7 minute read

Designing Distributed Systems: Eight Transactional Saga Patterns

Mark Richards & Neal Ford, 2026. Based on patterns from “Software Architecture: The Hard Parts” and Chris Richardson’s microservices patterns.


Coupling

Coupling is the degree of interdependence between software modules and components. There are two types: static and dynamic.

Static Coupling

Fixed, code/deployment-level dependencies. Example: a shared library, or direct code references — regardless of whether services are actively communicating.

Dynamic Coupling

Runtime dependencies. Example: when Service A calls Service B synchronously, A becomes temporarily coupled to B’s:

  • Availability — if B is down, A fails too
  • Performance — if B is slow, A is slow
  • Error behaviour — B’s errors propagate directly to A

The Three Primal Dynamic-Coupling Forces

Every distributed system is shaped by three fundamental tensions:

Force Options
Communication Synchronous ↔ Asynchronous
Consistency Atomic ↔ Eventual
Coordination Orchestration ↔ Choreography

These three axes combine to form the eight saga patterns.


1. Communication

Synchronous vs. Asynchronous

  • Blocking (sync): The caller waits. REST, SOAP, RPC (including gRPC).
  • Non-blocking (async): The caller does not wait. Request/reply messaging, async REST, streaming, queues, topics, WebSockets.

**MATERIAL SHOWN**.
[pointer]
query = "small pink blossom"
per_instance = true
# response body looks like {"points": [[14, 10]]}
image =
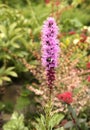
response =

**WORK TO COMPLETE**. Render this sentence from the article on transactional saga patterns in Spanish: "Coupling is the degree of interdependence between software modules and components."

**WRITTEN SOLUTION**. El acoplamiento es el grado de interdependencia entre los módulos y componentes de software.